Point labeling dataset excerpts:
• • • • •

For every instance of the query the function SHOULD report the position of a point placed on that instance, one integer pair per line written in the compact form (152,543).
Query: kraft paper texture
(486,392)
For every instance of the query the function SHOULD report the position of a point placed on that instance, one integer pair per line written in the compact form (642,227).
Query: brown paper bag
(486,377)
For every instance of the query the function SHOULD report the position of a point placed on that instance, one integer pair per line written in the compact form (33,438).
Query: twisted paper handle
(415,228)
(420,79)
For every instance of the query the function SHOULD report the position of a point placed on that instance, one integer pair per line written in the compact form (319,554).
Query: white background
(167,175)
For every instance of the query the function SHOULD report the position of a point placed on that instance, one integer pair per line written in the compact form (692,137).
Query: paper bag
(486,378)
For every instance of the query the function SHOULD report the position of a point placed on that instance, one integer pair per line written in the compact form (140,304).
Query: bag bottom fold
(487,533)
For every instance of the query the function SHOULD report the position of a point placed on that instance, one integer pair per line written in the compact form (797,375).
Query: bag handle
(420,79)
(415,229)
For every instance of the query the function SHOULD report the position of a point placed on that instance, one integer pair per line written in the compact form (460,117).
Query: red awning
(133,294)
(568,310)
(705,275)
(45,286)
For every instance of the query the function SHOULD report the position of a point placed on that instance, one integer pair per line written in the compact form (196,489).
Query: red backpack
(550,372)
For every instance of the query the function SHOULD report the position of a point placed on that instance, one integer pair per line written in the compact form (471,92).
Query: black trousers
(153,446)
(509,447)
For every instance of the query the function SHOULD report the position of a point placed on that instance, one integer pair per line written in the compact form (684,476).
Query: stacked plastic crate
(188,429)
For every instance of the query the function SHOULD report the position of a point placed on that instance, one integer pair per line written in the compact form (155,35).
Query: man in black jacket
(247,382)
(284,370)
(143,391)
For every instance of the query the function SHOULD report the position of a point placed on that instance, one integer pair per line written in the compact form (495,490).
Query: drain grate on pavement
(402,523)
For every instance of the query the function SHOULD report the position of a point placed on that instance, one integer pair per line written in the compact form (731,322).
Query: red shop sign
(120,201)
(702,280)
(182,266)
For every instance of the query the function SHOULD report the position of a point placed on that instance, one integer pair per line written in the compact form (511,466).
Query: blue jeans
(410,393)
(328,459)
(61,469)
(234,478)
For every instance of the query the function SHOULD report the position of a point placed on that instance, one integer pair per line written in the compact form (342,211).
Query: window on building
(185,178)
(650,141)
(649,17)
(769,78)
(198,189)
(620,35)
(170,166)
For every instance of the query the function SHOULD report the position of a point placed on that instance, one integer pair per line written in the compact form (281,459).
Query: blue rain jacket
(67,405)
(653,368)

• • • • •

Please copy the lines above without any change, from the line that contains "compact form (511,466)." up to and including the last line.

For every instance of the query the function SHOULD report the position of a point placed on that instance, one integer pair per line written in the compact form (511,466).
Query: blue jeans
(410,393)
(328,459)
(61,469)
(234,478)
For every instance of the query the function SHOULD report the position of a point placed on that instance, one integer pair per line written in the compact form (342,211).
Query: window on building
(185,178)
(650,141)
(649,17)
(769,78)
(198,189)
(620,35)
(170,166)
For every instance of the query the function SHOULD report the position of a point placed on that instance, one integer pair per line written in the compact form (281,459).
Query: blue rain jacket
(67,405)
(653,368)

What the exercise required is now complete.